## PAGE

• • • • • • •

Le dessus des cartes

Au prin­temps 2017, un long voyage en train de Bruxelles à la ville grecque de Vólos – en pas­sant par Vienne, Debre­cen, Sibiu, Buca­rest, Rous­sé, Sofia et Thes­sa­lo­nique – m’a fait tra­ver­ser pour la pre­mière fois la Bul­ga­rie. L’avantage des voyages fer­ro­viaires, sur­tout dans cette par­tie de l’Europe où le réseau est proche de l’apoplexie, c’est la len­teur. Mais éga­le­ment le par­tage des com­par­ti­ments de seconde classe avec des popu­la­tions locales qui ne peuvent se payer une voi­ture ou un billet d’avion. Loin des centres urbains réno­vés pour les city-trip, des aéro­ports asep­ti­sés et des avions sur­vo­lant le conti­nent en igno­rant les cam­pagnes et les bour­gades en déshé­rence, le train nous fait côtoyer d’autres réa­li­tés.

Aux États-Unis, l’expression flyo­ver states désigne ces États cen­traux que les élites de la côte Est et de la côte Ouest ne font que sur­vo­ler en allant d’une rive à l’autre. Ce sont eux qui, avec la Rust Belt (« la cein­ture de la rouille »), ont per­mis la vic­toire de Trump. La géo­gra­phie élec­to­rale du Brexit ou du vote Front Natio­nal en France se res­semblent sur ce point. On retrouve le même phé­no­mène en Europe de l’Est1, mais beau­coup plus mas­sif, tel le vote pour le PiS en Pologne aux élec­tions de 2015. Comme le disait Jacques Rup­nik, « Il y a des cou­rants popu­listes ailleurs [sur le conti­nent euro­péen], mais, en Europe cen­trale, ils sont au pou­voir. »2 Le tra­vel­ling fer­ro­viaire, assor­ti de ren­contres et de lec­tures, aide à comprendre.

• • • • • • •

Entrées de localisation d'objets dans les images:
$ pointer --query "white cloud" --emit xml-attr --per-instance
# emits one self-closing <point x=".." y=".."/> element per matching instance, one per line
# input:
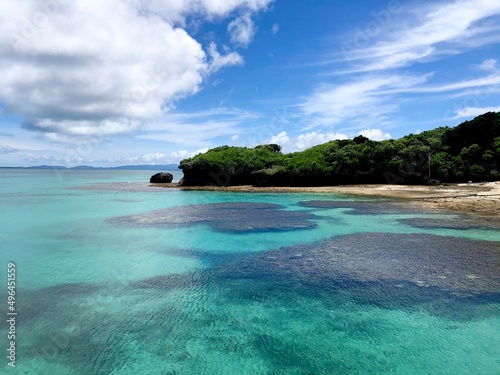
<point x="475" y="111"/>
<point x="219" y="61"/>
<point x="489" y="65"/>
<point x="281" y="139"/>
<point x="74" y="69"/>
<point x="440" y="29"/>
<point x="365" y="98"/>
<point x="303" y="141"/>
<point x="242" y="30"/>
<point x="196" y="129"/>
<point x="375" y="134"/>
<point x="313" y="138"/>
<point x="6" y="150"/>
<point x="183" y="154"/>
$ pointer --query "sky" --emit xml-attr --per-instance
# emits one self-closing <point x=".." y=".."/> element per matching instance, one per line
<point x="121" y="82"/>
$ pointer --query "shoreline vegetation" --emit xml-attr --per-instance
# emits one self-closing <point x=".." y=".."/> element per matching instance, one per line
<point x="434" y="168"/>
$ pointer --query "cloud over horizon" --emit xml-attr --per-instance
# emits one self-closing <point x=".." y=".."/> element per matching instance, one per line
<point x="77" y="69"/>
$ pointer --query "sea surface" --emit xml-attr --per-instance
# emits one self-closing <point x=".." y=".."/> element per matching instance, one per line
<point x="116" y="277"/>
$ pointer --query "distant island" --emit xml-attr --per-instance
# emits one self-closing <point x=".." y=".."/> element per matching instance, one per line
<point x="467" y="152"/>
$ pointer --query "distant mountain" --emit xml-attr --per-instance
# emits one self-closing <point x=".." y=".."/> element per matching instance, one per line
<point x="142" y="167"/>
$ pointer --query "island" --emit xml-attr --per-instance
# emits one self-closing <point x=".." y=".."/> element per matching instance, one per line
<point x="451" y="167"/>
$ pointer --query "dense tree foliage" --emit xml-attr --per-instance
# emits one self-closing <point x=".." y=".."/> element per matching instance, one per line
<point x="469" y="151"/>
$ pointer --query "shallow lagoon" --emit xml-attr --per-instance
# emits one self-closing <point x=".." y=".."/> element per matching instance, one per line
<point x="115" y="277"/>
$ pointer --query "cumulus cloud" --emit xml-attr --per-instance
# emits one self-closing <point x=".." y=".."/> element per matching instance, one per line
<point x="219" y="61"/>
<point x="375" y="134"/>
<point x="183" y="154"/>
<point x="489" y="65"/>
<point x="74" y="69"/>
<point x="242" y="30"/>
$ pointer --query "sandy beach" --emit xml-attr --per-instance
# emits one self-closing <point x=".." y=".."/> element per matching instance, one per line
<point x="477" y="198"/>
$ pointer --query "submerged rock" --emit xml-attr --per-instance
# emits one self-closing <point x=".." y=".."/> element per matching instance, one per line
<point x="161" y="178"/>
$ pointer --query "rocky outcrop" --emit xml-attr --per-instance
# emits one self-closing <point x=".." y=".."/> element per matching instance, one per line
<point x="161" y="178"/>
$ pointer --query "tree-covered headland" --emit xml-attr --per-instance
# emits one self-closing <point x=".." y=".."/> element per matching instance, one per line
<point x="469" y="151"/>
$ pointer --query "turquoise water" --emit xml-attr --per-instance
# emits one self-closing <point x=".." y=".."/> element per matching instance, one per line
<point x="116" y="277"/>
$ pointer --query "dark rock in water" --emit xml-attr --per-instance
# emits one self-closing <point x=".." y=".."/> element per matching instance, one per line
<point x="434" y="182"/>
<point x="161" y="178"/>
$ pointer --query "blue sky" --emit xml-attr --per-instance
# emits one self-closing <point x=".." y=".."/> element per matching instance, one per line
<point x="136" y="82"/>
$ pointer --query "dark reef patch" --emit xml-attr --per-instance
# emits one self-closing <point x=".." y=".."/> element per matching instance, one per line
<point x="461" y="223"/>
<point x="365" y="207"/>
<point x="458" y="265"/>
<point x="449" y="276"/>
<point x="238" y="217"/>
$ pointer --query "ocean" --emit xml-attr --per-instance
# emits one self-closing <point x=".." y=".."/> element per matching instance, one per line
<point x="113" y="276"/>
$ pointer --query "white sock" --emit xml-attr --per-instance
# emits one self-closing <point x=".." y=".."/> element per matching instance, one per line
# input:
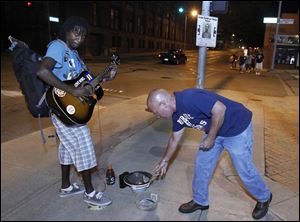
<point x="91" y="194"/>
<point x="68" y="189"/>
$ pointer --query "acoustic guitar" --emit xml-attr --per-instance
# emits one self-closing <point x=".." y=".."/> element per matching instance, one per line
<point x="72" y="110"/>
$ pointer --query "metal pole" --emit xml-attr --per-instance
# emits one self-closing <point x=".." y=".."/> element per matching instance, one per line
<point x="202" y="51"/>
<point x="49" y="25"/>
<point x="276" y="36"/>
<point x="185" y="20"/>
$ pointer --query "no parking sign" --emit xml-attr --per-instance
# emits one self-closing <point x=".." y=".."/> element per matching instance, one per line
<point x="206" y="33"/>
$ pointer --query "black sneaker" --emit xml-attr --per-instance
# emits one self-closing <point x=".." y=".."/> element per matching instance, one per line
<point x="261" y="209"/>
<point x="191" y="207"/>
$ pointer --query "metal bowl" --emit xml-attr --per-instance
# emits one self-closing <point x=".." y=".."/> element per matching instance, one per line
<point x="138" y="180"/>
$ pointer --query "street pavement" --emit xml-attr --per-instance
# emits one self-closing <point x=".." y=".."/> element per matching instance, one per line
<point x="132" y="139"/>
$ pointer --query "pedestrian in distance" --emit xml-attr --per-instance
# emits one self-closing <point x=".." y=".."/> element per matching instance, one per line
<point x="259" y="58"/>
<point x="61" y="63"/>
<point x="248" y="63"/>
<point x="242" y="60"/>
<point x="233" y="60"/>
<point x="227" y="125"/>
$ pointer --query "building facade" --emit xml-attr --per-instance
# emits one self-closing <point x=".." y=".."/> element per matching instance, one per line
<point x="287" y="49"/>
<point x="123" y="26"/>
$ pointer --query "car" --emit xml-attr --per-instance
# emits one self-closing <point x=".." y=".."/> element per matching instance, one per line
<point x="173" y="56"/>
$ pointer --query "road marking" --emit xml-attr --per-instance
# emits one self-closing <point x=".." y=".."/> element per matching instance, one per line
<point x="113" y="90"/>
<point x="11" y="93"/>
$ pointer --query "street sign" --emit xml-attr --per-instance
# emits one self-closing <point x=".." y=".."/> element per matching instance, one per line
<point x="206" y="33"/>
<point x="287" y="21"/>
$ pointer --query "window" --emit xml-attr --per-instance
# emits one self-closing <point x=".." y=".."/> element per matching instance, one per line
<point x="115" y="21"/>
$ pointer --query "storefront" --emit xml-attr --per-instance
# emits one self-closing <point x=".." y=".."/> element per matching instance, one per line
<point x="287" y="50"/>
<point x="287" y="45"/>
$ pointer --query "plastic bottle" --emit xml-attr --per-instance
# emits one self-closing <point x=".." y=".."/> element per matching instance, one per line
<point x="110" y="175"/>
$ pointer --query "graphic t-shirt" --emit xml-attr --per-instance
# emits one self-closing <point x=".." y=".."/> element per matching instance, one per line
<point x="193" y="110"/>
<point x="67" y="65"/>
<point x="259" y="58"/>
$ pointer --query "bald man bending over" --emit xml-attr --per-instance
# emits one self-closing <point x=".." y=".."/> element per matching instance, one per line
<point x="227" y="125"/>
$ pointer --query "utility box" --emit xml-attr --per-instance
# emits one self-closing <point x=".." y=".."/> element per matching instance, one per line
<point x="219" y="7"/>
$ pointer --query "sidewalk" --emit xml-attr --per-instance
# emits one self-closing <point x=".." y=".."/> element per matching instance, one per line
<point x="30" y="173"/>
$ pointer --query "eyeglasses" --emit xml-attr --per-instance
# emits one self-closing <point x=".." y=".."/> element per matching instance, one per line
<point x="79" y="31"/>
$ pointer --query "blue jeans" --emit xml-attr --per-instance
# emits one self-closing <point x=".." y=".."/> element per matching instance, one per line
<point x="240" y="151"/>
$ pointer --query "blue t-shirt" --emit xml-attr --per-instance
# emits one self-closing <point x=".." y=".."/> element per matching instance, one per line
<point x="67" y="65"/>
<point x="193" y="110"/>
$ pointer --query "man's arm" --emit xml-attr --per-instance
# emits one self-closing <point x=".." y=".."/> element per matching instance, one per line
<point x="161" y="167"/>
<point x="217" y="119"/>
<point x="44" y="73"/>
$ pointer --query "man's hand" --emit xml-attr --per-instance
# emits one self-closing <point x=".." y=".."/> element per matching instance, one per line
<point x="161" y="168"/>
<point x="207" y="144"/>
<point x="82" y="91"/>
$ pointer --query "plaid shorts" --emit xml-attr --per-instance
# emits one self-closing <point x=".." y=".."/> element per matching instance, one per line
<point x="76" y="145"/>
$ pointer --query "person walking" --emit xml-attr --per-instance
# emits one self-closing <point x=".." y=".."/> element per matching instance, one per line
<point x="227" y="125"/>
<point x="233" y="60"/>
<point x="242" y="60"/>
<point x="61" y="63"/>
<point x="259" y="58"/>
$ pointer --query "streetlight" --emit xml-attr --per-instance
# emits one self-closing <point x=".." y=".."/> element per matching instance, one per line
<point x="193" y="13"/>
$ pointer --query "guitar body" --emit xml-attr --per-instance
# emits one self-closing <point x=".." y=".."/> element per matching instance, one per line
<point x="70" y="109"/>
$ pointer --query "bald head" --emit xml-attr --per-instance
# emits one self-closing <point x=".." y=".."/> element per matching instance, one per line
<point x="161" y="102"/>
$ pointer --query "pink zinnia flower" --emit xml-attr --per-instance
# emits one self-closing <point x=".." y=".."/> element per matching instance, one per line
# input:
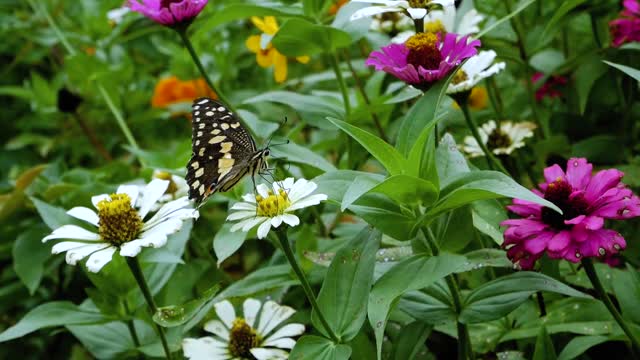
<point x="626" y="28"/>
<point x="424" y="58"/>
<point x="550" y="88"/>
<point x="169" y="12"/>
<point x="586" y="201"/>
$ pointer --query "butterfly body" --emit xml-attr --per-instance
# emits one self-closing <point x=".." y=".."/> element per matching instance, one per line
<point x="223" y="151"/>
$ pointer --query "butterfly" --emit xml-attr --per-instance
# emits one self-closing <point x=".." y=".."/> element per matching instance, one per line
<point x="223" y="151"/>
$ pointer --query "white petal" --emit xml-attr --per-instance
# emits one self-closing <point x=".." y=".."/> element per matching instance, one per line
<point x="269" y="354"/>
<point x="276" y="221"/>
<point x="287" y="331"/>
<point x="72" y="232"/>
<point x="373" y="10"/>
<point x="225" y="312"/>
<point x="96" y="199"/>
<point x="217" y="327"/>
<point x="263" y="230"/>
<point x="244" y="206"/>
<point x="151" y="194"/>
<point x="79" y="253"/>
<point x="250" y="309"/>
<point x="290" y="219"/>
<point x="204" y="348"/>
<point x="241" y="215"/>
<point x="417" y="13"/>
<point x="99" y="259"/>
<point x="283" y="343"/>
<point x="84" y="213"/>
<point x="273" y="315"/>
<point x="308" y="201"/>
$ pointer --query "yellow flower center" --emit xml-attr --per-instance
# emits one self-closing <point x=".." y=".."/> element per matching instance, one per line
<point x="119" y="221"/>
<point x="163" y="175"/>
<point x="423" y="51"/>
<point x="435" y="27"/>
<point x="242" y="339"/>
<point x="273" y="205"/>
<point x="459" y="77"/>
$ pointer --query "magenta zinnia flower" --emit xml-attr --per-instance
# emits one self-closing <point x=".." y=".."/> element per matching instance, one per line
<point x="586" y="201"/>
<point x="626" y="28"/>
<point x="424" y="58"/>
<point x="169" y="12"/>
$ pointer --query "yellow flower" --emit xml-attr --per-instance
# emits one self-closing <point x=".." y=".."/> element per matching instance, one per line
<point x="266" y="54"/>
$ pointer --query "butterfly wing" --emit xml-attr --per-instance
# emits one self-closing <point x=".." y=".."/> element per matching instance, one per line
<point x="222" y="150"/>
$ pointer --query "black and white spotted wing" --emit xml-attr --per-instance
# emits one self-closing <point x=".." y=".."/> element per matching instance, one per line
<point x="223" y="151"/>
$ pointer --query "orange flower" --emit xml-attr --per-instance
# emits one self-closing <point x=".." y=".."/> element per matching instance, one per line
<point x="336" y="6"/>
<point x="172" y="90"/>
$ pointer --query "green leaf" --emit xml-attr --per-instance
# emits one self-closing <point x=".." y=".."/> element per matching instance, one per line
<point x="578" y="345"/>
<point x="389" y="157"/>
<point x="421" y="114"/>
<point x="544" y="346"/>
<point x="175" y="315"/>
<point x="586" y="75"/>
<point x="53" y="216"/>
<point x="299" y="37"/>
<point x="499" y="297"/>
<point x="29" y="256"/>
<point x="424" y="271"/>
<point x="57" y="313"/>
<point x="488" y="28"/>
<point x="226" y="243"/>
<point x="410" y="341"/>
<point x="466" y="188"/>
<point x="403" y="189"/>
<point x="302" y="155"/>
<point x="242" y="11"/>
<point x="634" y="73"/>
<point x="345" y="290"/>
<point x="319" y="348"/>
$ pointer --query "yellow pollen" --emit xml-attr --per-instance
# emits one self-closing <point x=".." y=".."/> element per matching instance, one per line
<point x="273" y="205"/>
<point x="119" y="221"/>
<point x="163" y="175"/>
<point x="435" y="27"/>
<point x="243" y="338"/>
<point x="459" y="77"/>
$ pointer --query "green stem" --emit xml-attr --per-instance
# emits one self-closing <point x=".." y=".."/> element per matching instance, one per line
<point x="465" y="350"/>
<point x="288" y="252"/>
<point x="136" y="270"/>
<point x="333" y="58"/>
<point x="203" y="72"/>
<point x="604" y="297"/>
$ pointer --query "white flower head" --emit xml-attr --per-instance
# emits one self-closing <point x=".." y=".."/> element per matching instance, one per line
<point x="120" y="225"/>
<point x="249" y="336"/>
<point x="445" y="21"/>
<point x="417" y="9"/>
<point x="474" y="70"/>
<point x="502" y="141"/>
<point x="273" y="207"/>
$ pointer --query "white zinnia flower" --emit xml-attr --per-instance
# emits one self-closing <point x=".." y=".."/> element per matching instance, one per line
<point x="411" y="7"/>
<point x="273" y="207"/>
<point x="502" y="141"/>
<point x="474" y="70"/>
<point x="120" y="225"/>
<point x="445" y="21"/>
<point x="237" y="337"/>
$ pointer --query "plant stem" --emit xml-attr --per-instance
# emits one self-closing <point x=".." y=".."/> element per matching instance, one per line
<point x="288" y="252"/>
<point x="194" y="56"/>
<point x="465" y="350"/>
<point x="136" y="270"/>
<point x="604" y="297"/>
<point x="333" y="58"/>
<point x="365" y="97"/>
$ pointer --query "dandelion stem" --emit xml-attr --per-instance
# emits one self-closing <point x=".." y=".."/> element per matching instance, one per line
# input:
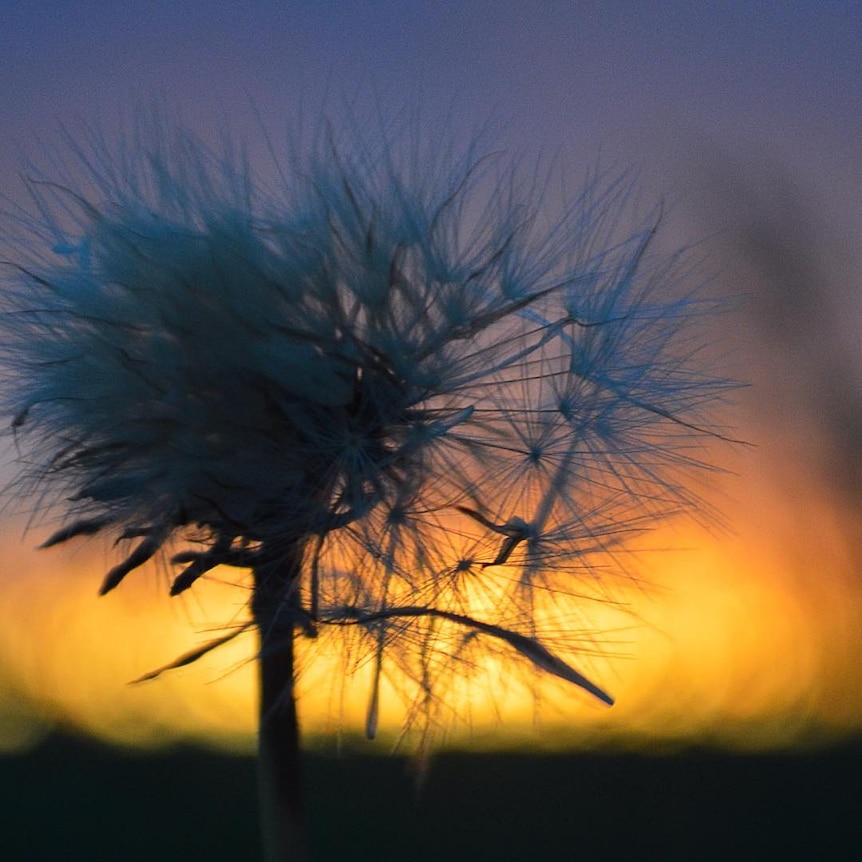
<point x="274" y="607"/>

• • • • • • •

## CONSIGNES
**a)** Reproduisez à l'identique le passage du texte sur le voyage en train qui débute aux mots « Aux États-Unis, l’expression » et se termine après « lec­tures, aide à comprendre. ».
**b)** Relevez toutes les villes par lesquelles passe le trajet en train entre Bruxelles et Vólos, d'après le texte sur le voyage en train.

## RÉPONSES
**a)**
Aux États-Unis, l’expression flyo­ver states désigne ces États cen­traux que les élites de la côte Est et de la côte Ouest ne font que sur­vo­ler en allant d’une rive à l’autre. Ce sont eux qui, avec la Rust Belt (« la cein­ture de la rouille »), ont per­mis la vic­toire de Trump. La géo­gra­phie élec­to­rale du Brexit ou du vote Front Natio­nal en France se res­semblent sur ce point. On retrouve le même phé­no­mène en Europe de l’Est1, mais beau­coup plus mas­sif, tel le vote pour le PiS en Pologne aux élec­tions de 2015. Comme le disait Jacques Rup­nik, « Il y a des cou­rants popu­listes ailleurs [sur le conti­nent euro­péen], mais, en Europe cen­trale, ils sont au pou­voir. »2 Le tra­vel­ling fer­ro­viaire, assor­ti de ren­contres et de lec­tures, aide à comprendre.

**b)** Vienne, Debrecen, Sibiu, Bucarest, Roussé, Sofia, Thessalonique